Requirement 1 >>
In the essay on mass murderers, which shootings does the author name?
Requirement 2 >>
Carry on writing the essay on mass murderers, picking up right after its last sentence.

Page text >>
--------------------------------------------------

The Monsters Among Us

Print Friendly, PDF & Email

Another horrible mass murder has taken place and the nation mourns. It is yet one more incident in a string of such crimes that has come to characterize our sad times.

While the Charleston shootings have undoubted racial overtones, the event does not represent a massive culture of racial hatred as is sometimes insinuated. Indeed, all Americans, black and white, grieve and repudiate this senseless act of violence. All feel the pain of the victims and their families. All look for causes to explain the unexplainable.

Some journalists strive to supply narratives in terms of social structures to explain why these murderers do what they do. Perhaps, it is better to look deeper into the individual narratives as a means to help explain what leads these people to commit the worst atrocities.

The profiles of our mass murderers, including the present one, are strikingly similar. These are frustrated young men, introverted and lacking social skills. They are often medicated, abuse substances and come from broken homes. These self-absorbed individuals plan spectacular events to gain the recognition and attention they crave. Most profess no specific ideology or religion, but hold beliefs that reflect addled minds and broken lives.

--------------------------------------------------

Dataset >>
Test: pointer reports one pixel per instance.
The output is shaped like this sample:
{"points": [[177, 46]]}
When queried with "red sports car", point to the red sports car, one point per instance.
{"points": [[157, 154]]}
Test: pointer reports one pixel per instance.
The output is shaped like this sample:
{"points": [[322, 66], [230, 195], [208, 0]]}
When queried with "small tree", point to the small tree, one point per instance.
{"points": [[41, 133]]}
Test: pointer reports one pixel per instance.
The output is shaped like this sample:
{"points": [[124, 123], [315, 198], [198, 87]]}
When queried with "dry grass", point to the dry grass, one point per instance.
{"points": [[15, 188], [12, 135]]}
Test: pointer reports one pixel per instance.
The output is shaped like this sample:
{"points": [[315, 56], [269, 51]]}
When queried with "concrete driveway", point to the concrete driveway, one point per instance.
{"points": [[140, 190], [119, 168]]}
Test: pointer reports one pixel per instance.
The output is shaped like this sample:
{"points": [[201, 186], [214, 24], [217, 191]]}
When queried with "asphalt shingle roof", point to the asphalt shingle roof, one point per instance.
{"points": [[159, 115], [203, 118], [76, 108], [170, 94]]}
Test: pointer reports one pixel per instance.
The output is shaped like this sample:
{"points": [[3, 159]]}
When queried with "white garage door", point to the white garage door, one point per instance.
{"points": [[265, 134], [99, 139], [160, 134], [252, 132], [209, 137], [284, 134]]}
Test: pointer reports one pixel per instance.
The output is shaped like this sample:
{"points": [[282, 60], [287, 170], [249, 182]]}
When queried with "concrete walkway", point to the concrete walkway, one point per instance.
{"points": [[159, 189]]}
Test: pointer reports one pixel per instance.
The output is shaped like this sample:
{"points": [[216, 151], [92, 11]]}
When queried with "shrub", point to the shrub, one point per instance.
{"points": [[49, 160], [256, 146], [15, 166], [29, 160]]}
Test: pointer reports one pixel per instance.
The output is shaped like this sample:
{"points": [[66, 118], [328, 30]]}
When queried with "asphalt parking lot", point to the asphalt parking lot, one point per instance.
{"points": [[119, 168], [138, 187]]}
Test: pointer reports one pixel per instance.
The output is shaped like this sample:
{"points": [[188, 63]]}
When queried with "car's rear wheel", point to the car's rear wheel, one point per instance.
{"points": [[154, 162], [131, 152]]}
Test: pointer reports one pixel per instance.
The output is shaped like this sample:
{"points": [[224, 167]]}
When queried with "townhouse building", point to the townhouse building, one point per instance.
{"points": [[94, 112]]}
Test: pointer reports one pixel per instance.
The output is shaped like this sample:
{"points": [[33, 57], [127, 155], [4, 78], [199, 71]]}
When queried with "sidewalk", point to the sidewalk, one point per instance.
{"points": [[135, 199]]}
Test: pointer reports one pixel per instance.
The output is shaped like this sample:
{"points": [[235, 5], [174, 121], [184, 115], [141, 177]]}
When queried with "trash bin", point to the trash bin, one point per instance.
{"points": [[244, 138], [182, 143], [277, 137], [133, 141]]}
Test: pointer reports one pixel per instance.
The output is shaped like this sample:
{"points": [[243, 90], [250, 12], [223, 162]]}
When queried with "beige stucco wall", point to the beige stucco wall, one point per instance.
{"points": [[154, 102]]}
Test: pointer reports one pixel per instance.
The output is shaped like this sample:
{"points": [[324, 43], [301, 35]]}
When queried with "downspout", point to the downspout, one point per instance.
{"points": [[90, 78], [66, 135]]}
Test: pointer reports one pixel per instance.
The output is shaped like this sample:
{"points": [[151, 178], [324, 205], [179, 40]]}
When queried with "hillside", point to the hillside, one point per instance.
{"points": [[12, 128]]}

--------------------------------------------------

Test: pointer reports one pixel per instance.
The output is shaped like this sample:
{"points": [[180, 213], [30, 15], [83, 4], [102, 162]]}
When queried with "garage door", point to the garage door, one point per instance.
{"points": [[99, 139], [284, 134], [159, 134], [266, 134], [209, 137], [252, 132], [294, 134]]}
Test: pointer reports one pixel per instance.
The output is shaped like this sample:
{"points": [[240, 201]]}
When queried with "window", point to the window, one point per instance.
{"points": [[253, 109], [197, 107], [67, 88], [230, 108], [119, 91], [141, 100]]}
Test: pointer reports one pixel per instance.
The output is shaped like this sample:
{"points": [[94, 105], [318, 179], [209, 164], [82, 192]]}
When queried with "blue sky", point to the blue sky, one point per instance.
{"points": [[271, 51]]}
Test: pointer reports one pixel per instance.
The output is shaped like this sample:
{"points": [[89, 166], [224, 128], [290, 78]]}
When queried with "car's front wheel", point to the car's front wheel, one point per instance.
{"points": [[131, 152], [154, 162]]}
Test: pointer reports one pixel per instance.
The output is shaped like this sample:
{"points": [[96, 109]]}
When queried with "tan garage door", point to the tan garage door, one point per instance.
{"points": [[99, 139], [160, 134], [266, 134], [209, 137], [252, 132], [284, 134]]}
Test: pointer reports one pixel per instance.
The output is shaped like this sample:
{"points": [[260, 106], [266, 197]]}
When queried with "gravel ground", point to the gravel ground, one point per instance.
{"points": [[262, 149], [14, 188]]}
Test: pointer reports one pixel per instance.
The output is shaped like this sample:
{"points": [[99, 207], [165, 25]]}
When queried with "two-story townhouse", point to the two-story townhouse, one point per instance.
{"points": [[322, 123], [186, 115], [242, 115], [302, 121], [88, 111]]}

--------------------------------------------------

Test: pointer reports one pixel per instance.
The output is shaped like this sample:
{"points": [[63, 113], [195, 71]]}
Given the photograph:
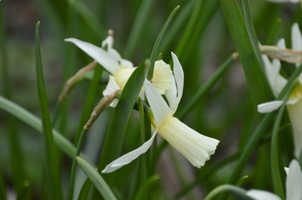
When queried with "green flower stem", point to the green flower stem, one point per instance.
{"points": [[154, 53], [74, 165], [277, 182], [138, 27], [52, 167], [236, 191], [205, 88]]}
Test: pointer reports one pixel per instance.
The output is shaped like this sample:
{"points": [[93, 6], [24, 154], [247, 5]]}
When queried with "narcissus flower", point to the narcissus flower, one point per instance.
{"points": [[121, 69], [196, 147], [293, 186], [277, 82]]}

--------------------------------------------------

Written response 1 >>
The Charleston shootings.

Written response 2 >>
Members of this lost band of young men roam our streets and hide in the shadows of cyberspace. Inside they cry out for help, but outside they are invisible since they live silent lives of rebellion and resentment. Alone in their fantasies, they are convinced they can be whatever they imagine themselves to be and do whatever they imagine possible to do. These spoiled children of unreality were given everything, save the loving restraint of a parental “No” that they so desperately needed.

There is little society can do against this lost band since its members cannot be apprehended. Until they appear on the front page of newspapers, these young men usually have committed no major crimes. Police are helpless to defuse these ticking time bombs ever ready to explode and claim more victims.

There are those who claim the only way to stop mass murderers is to disarm all citizens including those who would defend themselves against such threats. However, such “solutions” do not address the cause: the deranged monsters among us.

Would it not be better to stop the monsters from appearing?

However, to move in this direction would be to admit that the liberal experiment of moral relativism has failed. People would have to acknowledge that there is a moral code in which right and wrong exist and all must act accordingly. It would require the repudiation of the extreme individualism of our times where a person can make himself a monster at the center of a deranged universe of his own creation.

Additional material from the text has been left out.